> INSTRUCTIONS TO FOLLOW: Within the entries below, find each line containing the word "positive" and copy it.

Items from a dataset
- Opening Delimiter -

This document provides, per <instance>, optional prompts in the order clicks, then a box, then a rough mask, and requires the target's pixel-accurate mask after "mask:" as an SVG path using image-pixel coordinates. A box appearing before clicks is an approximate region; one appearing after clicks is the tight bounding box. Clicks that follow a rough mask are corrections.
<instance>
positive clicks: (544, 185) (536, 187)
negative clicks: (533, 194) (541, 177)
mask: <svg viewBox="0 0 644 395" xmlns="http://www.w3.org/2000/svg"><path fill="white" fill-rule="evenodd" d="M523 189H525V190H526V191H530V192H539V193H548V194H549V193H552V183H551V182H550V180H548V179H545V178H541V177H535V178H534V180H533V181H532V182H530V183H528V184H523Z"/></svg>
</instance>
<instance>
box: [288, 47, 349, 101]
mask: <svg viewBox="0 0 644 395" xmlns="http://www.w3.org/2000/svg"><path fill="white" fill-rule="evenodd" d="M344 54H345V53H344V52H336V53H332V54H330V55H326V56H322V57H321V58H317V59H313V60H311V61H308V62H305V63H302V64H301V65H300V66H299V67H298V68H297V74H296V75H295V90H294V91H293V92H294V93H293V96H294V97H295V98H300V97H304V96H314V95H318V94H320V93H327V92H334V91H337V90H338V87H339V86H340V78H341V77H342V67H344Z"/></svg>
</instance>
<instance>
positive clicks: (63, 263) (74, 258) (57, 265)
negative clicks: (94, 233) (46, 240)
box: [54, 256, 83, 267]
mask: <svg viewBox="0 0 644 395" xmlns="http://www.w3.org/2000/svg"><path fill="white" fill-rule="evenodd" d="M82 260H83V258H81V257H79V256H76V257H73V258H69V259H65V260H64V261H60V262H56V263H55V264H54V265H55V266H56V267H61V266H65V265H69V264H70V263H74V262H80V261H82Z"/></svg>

- Closing Delimiter -

> SOLVED PROBLEM:
positive clicks: (544, 185) (536, 187)
positive clicks: (63, 263) (74, 258) (57, 265)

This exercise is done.